Start of Source data
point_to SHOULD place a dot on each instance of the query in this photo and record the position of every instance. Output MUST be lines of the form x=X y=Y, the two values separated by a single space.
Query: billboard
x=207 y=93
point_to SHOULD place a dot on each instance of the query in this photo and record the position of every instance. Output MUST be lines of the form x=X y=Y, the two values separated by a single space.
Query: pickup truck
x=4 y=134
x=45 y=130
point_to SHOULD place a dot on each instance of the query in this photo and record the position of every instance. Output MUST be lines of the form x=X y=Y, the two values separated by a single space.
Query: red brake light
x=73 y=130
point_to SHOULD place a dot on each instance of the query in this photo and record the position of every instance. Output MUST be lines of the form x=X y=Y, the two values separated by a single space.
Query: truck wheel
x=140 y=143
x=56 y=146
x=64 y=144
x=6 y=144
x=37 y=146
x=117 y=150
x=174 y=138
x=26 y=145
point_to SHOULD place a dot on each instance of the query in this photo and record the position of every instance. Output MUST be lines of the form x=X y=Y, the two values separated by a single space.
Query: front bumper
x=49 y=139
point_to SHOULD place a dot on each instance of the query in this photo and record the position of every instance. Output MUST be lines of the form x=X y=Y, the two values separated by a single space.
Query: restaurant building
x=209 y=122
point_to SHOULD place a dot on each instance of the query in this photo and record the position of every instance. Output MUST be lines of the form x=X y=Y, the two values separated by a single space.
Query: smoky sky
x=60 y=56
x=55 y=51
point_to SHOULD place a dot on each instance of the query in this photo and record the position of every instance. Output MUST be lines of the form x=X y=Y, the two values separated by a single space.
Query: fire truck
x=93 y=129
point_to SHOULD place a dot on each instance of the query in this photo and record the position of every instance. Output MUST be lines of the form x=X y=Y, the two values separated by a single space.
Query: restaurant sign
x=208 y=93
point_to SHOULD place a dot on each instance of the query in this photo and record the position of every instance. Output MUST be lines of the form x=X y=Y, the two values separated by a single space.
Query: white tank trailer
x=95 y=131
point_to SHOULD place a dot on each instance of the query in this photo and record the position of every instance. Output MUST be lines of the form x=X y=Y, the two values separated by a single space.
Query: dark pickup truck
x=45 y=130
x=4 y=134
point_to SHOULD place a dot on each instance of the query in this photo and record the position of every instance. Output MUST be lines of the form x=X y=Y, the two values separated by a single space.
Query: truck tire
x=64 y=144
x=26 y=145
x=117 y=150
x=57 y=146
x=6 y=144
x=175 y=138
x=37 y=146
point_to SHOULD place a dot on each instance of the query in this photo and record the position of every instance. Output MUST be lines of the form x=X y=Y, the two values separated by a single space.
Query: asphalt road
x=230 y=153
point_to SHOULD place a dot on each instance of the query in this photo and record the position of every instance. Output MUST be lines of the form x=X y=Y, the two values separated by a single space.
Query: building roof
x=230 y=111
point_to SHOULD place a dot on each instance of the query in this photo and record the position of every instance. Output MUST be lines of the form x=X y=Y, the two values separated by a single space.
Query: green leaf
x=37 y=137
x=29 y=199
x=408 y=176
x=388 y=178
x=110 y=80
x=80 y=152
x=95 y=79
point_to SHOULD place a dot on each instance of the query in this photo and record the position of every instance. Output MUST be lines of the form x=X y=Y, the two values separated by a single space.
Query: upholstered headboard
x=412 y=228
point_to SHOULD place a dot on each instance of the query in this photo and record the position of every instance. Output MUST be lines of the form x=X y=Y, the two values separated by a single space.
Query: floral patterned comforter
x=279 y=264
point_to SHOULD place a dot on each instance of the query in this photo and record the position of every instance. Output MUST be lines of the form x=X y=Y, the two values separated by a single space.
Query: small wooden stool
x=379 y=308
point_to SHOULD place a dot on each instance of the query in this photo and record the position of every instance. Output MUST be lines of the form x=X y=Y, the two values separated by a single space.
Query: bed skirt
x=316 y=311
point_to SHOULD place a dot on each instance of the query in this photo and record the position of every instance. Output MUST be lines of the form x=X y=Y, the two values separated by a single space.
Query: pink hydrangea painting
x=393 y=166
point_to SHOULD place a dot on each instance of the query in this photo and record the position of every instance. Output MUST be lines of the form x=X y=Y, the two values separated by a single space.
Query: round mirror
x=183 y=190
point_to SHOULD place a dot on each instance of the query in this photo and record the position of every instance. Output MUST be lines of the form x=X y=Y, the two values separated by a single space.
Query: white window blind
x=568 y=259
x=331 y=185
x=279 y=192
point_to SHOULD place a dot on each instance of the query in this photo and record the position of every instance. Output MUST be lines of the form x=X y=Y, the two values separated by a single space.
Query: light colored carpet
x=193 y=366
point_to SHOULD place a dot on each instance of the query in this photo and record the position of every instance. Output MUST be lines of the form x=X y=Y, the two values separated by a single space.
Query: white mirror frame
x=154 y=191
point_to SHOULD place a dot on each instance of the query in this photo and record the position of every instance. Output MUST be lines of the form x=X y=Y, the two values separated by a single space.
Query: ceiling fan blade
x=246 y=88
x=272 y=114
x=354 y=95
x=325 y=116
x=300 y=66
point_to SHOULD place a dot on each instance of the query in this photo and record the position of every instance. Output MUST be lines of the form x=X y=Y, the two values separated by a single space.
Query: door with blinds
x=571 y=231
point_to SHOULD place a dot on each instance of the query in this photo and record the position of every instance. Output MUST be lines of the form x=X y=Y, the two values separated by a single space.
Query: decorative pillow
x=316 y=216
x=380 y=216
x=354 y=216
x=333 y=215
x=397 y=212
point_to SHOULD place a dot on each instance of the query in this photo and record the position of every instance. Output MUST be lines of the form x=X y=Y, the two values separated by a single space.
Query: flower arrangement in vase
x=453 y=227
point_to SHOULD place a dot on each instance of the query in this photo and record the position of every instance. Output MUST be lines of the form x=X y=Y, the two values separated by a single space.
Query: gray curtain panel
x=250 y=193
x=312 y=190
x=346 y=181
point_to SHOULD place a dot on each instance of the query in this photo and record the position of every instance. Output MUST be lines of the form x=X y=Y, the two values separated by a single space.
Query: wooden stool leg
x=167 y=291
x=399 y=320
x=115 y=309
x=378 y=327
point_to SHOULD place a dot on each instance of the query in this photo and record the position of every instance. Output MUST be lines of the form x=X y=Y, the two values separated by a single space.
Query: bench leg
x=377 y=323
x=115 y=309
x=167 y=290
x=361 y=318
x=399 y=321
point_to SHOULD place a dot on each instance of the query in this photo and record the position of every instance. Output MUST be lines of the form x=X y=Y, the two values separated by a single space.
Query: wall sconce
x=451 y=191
End of Source data
Aim of the task:
Without leaving anything out, quote all the data.

Written response:
point_to SHOULD place a dot on each instance of the query in this photo and record the position of every instance. Output MUST be lines of the form x=X y=Y, the two values separated by a single space.
Query: billboard
x=207 y=93
point_to SHOULD place a dot on each instance of the query in this photo and record the position of every instance. Output MUST be lines of the form x=X y=Y, the two values separated by a single space.
Query: pickup truck
x=4 y=134
x=45 y=130
point_to SHOULD place a dot on each instance of the query in this photo and record the position of every instance. Output MUST be lines of the form x=X y=Y, the two values separated by a single space.
Query: red brake light
x=73 y=130
point_to SHOULD place a dot on each instance of the query in this photo and record the position of every instance. Output MUST be lines of the form x=X y=Y, the two values separated by a single space.
Query: truck wheel
x=140 y=143
x=56 y=146
x=64 y=144
x=6 y=144
x=37 y=146
x=117 y=150
x=174 y=138
x=26 y=145
point_to SHOULD place a dot on each instance of the query in this photo and record the position of every instance. Output MUST be lines of the form x=X y=Y, the two values separated by a single space.
Query: front bumper
x=49 y=139
point_to SHOULD place a dot on each instance of the query in this photo and record the position of every instance. Output MUST be lines of the form x=X y=Y, the two values separated by a single space.
Query: restaurant building
x=209 y=122
point_to SHOULD place a dot on each instance of the query in this photo and record the position of every instance. Output MUST be lines of the form x=X y=Y, the two values separated by a single space.
Query: smoky sky
x=60 y=56
x=55 y=51
point_to SHOULD place a dot on each instance of the query in this photo and record the position of every instance. Output MUST be lines of the form x=X y=Y, the two values separated by a single space.
Query: fire truck
x=93 y=129
point_to SHOULD place a dot on each instance of the query in this photo and record the position of every instance. Output MUST be lines of the form x=X y=Y, the two values separated by a single space.
Query: restaurant sign
x=208 y=93
point_to SHOULD place a dot on each instance of the query in this photo and record the position of every instance. Output MUST be lines of the form x=X y=Y, the two values separated by a single space.
Query: white tank trailer
x=95 y=131
point_to SHOULD place a dot on each instance of the query in this photo and record the position of every instance. Output MUST be lines of the form x=X y=Y, the two values separated by a single space.
Query: dark pickup truck
x=45 y=130
x=4 y=134
point_to SHOULD place a dot on each instance of the query in this photo and record the position of every instance. Output MUST be lines of the form x=X y=Y, the two values separated by a single space.
Query: truck tire
x=64 y=144
x=26 y=145
x=117 y=150
x=57 y=146
x=6 y=144
x=175 y=138
x=37 y=146
point_to SHOULD place a dot on each instance of the query in this photo and record the position of every instance. Output MUST be lines of the form x=X y=Y, the two values separated by a single space.
Query: asphalt road
x=230 y=153
point_to SHOULD place a dot on each instance of the query in this photo and record the position of every instance. Output MUST be lines of the form x=X y=Y, the two values separated by a single space.
Query: building roof
x=230 y=111
point_to SHOULD place a dot on each instance of the query in this photo and record the position of every instance. Output MUST be lines of the form x=X y=Y, the two values separated by a single space.
Query: green leaf
x=37 y=137
x=29 y=199
x=408 y=176
x=388 y=178
x=110 y=80
x=80 y=152
x=95 y=79
point_to SHOULD place a dot on each instance of the query in this photo and record the position of every instance. Output MUST be lines of the form x=X y=Y, the two values separated by a single space.
Query: upholstered headboard
x=412 y=228
point_to SHOULD place a dot on each instance of the query in this photo and record the position of every instance. Output MUST be lines of the form x=X y=Y, the two values separated by a single space.
Query: floral patterned comforter
x=279 y=264
point_to SHOULD place a dot on each instance of the query in this photo and record the position of every instance. Output MUST be lines of the form x=X y=Y, the two values separated by a single space.
Query: small wooden stool
x=379 y=308
point_to SHOULD place a dot on each instance of the query in this photo and record the position of every instance. Output MUST be lines of the form x=X y=Y, the two values separated by a single space.
Query: bed skirt
x=316 y=311
point_to SHOULD place a dot on each instance of the query in this photo and record the position of every instance. Output MUST be lines of the form x=X y=Y, the two values separated by a single space.
Query: pink hydrangea painting
x=393 y=166
point_to SHOULD place a dot on each instance of the query in this photo and record the position of every instance. Output MUST be lines of the form x=X y=Y, the two values separated by a single space.
Query: round mirror
x=183 y=190
point_to SHOULD place a dot on each instance of the query in this photo and record the position of every instance. Output MUST be lines of the form x=X y=Y, the two values separated by a single space.
Query: white window blind
x=568 y=259
x=331 y=185
x=279 y=192
point_to SHOULD place a dot on each instance of the query in this photo and record the position of every instance. Output MUST be lines of the form x=X y=Y, the two values separated by a single space.
Query: light colored carpet
x=193 y=366
point_to SHOULD place a dot on each instance of the query in this photo and record the position of every instance. Output MUST be lines of the form x=X y=Y, the two values separated by a single space.
Query: white mirror frame
x=154 y=191
point_to SHOULD place a dot on each instance of the query in this photo and record the position of every instance. Output MUST be lines of the form x=X y=Y, the two values separated by a single space.
Query: ceiling fan blade
x=246 y=88
x=272 y=114
x=354 y=95
x=325 y=116
x=300 y=66
point_to SHOULD place a dot on each instance of the query in this photo and record the position of every instance. Output MUST be lines of the form x=X y=Y, the two values separated by a single space.
Query: door with blinds
x=571 y=231
point_to SHOULD place a dot on each instance of the query in this photo and record the position of every instance. Output MUST be lines of the form x=X y=Y, the two values separated by a single space.
Query: decorative pillow
x=316 y=216
x=380 y=216
x=354 y=216
x=333 y=215
x=397 y=212
point_to SHOULD place a dot on each instance of the query in this photo and record the position of every instance. Output MUST be lines of the form x=X y=Y, the two values separated by a single space.
Query: flower arrangement in vase
x=453 y=227
point_to SHOULD place a dot on each instance of the query in this photo and record the position of every instance. Output MUST be lines of the form x=X y=Y, the two values separated by a single space.
Query: gray curtain panel
x=250 y=193
x=312 y=190
x=346 y=181
point_to SHOULD place a dot on each instance of the query in this photo and record the position of every instance. Output MUST be lines of the form x=X y=Y, the two values separated by a single space.
Query: wooden stool leg
x=167 y=291
x=399 y=320
x=115 y=309
x=378 y=327
point_to SHOULD place a dot on each instance of the query in this photo and record the position of every instance. Output MUST be lines of the form x=X y=Y, the two values separated by a single space.
Query: bench leg
x=377 y=323
x=115 y=309
x=167 y=290
x=361 y=318
x=399 y=321
point_to SHOULD place a dot on each instance of the query in this photo and record the position of every instance. Output MUST be lines of the form x=X y=Y, the two values separated by a single space.
Query: wall sconce
x=451 y=191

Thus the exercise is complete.